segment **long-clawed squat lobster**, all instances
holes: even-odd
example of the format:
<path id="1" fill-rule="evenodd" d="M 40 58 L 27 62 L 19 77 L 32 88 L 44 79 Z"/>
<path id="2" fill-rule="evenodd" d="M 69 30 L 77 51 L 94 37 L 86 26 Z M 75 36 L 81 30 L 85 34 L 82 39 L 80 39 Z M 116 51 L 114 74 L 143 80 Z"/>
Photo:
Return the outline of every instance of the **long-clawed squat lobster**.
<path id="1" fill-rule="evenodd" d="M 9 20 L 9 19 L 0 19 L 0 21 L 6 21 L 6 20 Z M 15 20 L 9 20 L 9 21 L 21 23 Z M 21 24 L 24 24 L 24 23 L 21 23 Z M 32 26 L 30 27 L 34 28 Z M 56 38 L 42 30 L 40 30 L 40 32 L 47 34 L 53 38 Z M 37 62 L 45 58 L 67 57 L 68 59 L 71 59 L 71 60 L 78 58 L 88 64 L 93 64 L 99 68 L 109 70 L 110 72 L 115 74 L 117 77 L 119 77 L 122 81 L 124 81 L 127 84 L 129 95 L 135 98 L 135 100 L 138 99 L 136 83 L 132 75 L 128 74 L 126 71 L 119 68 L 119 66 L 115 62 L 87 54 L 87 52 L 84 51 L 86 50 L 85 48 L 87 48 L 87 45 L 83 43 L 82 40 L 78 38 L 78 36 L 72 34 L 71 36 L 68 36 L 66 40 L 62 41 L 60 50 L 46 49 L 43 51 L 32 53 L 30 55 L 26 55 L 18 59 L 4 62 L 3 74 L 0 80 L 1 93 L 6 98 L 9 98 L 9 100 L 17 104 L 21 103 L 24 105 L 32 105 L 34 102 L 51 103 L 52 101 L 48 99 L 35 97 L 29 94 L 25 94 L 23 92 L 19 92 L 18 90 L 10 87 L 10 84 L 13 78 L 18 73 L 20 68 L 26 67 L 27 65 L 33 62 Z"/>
- - - - - - -
■ TASK GOAL: Copy out every line of the records above, character for character.

■ EXERCISE RESULT:
segment **long-clawed squat lobster**, all instances
holes: even-odd
example of the format:
<path id="1" fill-rule="evenodd" d="M 40 58 L 27 62 L 19 77 L 32 88 L 44 79 Z"/>
<path id="2" fill-rule="evenodd" d="M 69 30 L 77 51 L 94 37 L 86 26 Z M 75 36 L 81 30 L 85 34 L 82 39 L 80 39 Z M 116 51 L 114 74 L 143 80 Z"/>
Photo:
Return the outline of every instance of the **long-clawed squat lobster**.
<path id="1" fill-rule="evenodd" d="M 9 20 L 9 19 L 0 19 L 0 21 L 6 21 L 6 20 Z M 15 20 L 9 20 L 9 21 L 21 23 Z M 21 24 L 24 24 L 24 23 L 21 23 Z M 32 26 L 30 27 L 34 28 Z M 56 38 L 42 30 L 40 30 L 40 32 L 47 34 L 53 38 Z M 37 62 L 45 58 L 67 57 L 68 59 L 71 59 L 71 60 L 78 58 L 88 64 L 93 64 L 99 68 L 109 70 L 110 72 L 115 74 L 117 77 L 119 77 L 122 81 L 124 81 L 127 84 L 129 95 L 135 98 L 135 100 L 138 99 L 136 83 L 132 75 L 128 74 L 126 71 L 119 68 L 119 66 L 115 62 L 87 54 L 87 52 L 84 51 L 86 50 L 85 48 L 87 48 L 87 45 L 83 43 L 82 40 L 78 38 L 78 36 L 72 34 L 71 36 L 68 36 L 66 40 L 62 41 L 60 50 L 46 49 L 43 51 L 32 53 L 30 55 L 26 55 L 18 59 L 4 62 L 3 74 L 0 80 L 1 93 L 6 98 L 9 98 L 9 100 L 17 104 L 21 103 L 24 105 L 32 105 L 34 102 L 51 103 L 52 101 L 48 99 L 35 97 L 29 94 L 25 94 L 23 92 L 19 92 L 18 90 L 10 87 L 10 84 L 13 78 L 18 73 L 20 68 L 26 67 L 27 65 L 33 62 Z"/>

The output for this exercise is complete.